Given task: Recast the entries below as a numbered list with one line per item, leaving out any blank lines.

========================================

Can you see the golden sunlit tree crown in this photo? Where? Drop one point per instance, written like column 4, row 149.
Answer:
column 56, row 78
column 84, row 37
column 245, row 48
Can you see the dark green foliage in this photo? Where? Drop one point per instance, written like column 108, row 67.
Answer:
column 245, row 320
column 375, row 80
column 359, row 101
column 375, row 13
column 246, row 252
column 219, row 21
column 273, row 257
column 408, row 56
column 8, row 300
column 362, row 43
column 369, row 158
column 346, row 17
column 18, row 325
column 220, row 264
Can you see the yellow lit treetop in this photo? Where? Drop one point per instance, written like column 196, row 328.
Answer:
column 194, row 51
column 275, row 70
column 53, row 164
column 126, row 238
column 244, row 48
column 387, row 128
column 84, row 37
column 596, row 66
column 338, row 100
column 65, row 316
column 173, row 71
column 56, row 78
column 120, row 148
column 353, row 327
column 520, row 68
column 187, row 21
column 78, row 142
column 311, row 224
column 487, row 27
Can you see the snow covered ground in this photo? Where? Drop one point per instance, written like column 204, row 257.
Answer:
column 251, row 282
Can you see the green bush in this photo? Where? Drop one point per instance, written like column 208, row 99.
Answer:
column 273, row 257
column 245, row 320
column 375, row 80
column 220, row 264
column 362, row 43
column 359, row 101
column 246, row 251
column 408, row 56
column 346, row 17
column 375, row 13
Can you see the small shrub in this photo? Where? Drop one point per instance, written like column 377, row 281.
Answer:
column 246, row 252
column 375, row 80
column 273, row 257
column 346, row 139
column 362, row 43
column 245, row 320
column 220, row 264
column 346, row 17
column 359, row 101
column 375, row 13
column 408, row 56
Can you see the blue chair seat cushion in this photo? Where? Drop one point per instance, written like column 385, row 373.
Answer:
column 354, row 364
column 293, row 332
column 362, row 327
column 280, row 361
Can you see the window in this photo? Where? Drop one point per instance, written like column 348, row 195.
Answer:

========================================

Output of the task:
1. Can you see the golden sunlit tree crown in this photo? Where? Drop one point per instance, written like column 4, row 149.
2. Answer:
3. column 56, row 78
4. column 84, row 37
5. column 245, row 48
6. Can you see the dark green foliage in this photo? Where? Drop one point per instance, written like column 108, row 67.
7. Answer:
8. column 245, row 320
9. column 375, row 80
10. column 359, row 101
11. column 375, row 13
12. column 246, row 252
13. column 219, row 21
14. column 273, row 257
15. column 408, row 56
16. column 8, row 300
17. column 362, row 43
18. column 369, row 158
19. column 346, row 17
20. column 18, row 325
21. column 220, row 264
22. Can you see the yellow lit treetop in this photo? Where? Drop one point per instance, written like column 196, row 328.
23. Answer:
24. column 194, row 51
25. column 275, row 70
26. column 53, row 164
27. column 126, row 238
28. column 244, row 48
29. column 387, row 128
30. column 84, row 37
31. column 596, row 66
32. column 338, row 100
33. column 65, row 316
34. column 173, row 71
35. column 56, row 78
36. column 120, row 148
37. column 353, row 327
38. column 520, row 68
39. column 187, row 21
40. column 78, row 142
41. column 311, row 224
42. column 487, row 27
43. Can you see the snow covered ground in this photo? Where? Drop one point per instance, written like column 204, row 257.
44. Answer:
45. column 251, row 282
46. Can you see the green bush in this photo? Where? Drop one point per instance, written like column 208, row 99.
47. Answer:
48. column 273, row 257
49. column 245, row 320
50. column 375, row 80
51. column 220, row 264
52. column 362, row 43
53. column 359, row 101
54. column 246, row 251
55. column 408, row 56
56. column 346, row 17
57. column 375, row 13
58. Can you see the small shrub in this photo? Where? Drop one point per instance, written like column 377, row 281.
59. Answer:
60. column 246, row 252
61. column 375, row 80
62. column 273, row 257
63. column 346, row 139
64. column 362, row 43
65. column 245, row 320
66. column 220, row 264
67. column 346, row 17
68. column 359, row 101
69. column 375, row 13
70. column 408, row 56
71. Can you see the blue chair seat cushion in this photo? Where? Drop one point per instance, written like column 385, row 373.
72. Answer:
73. column 354, row 364
74. column 293, row 332
75. column 362, row 327
76. column 280, row 361
77. Can you see the window in this photo? Where? Drop one point per instance, written like column 348, row 195.
78. Answer:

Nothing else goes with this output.